SUPPLIED TEXT
6. Editing is such a huge area, and while I'd love for colaab to provide some additional editing capabilities with the resources I have available it's just not possible. For the moment I am hopeful that the need to collaborate in this way (comments and annotations) over a wide range of content types will fit with enough of a need to get up and running with an initial user base.
Many thanks for your feedback, will see what I can do!
1. Perhaps the Wizard should initially ask 'what would you like to do first - add resources, or invite people to the space'?
2. I'm not sure that adding a roll-over is the correct idea here, so I don't want to send you down a blind alley. It may be the correct solution is to actually avoid surfacing the functions at all (they still have to be provided inside the workspace, I presume so you aren't reducing complexity).
Instead maybe it is worth looking at how you could amend the workspace design to make it look more 'clickable to enter'.
3. Understood. All I would suggest is you list the supported format(s) to avoid Mac users like myself attempting conversions blind.
6. Completely understood. The comment was a bit brutal but I thought it was worth making.
The very best of luck.
Obviously so much easier to do when dealing with a SaaS style web application than a desktop one!
Also, I uploaded a pdf -- when looking at documents it's hard to read I'm running @ 1900X1200 and it's difficult to read; I'd work on the interface -- also, I assume you convert the pdf to an image? Why can't I select the pdf's text?
Other than that it looks like a good start, and silverlight seems like a good choice.. I recently chose flex for a project, but almost chose silverlight.

RECORDS
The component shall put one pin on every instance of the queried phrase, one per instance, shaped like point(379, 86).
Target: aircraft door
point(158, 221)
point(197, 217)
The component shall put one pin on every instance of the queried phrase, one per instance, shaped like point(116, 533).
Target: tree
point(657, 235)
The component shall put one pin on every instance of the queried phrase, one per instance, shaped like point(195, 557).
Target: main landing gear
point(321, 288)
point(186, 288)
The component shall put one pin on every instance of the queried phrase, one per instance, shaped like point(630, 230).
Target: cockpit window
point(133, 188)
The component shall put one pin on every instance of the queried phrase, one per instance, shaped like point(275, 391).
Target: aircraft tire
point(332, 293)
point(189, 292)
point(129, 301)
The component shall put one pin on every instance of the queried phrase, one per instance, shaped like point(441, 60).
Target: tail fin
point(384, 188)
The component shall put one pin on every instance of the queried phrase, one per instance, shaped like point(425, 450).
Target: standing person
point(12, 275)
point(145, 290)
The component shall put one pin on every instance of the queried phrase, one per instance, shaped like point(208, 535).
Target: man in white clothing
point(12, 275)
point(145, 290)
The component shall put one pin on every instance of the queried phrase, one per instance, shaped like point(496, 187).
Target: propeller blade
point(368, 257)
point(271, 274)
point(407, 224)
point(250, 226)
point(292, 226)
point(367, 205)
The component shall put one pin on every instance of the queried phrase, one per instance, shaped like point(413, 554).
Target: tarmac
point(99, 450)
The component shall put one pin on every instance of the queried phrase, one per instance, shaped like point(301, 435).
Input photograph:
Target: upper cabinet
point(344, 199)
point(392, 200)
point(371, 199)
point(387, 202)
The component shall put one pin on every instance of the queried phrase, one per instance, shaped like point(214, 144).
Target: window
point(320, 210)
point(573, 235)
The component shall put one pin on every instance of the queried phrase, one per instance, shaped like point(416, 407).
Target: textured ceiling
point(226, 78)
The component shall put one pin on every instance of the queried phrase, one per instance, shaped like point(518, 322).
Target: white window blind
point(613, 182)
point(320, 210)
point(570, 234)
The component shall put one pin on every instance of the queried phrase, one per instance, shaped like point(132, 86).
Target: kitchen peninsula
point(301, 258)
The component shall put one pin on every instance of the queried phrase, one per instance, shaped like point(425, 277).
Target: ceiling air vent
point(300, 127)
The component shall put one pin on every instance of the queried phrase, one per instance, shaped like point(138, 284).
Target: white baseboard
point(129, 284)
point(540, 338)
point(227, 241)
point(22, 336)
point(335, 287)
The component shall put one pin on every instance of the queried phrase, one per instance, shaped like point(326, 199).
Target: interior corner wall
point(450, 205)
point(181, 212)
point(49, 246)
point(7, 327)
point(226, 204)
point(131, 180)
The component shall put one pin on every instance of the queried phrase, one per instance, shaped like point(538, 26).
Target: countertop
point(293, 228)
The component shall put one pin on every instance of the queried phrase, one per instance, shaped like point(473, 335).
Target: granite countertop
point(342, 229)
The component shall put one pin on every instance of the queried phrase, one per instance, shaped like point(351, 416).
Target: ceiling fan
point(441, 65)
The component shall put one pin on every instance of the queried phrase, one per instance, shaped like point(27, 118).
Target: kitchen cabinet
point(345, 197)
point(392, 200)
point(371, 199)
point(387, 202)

GOAL
Could you reproduce the feedback exchange starting with "1. Perhaps the" and going on through "best of luck.", with "workspace" renamed to "dashboard" everywhere it occurs?

RESPONSE FOR THIS EXERCISE
1. Perhaps the Wizard should initially ask 'what would you like to do first - add resources, or invite people to the space'?
2. I'm not sure that adding a roll-over is the correct idea here, so I don't want to send you down a blind alley. It may be the correct solution is to actually avoid surfacing the functions at all (they still have to be provided inside the dashboard, I presume so you aren't reducing complexity).
Instead maybe it is worth looking at how you could amend the dashboard design to make it look more 'clickable to enter'.
3. Understood. All I would suggest is you list the supported format(s) to avoid Mac users like myself attempting conversions blind.
6. Completely understood. The comment was a bit brutal but I thought it was worth making.
The very best of luck.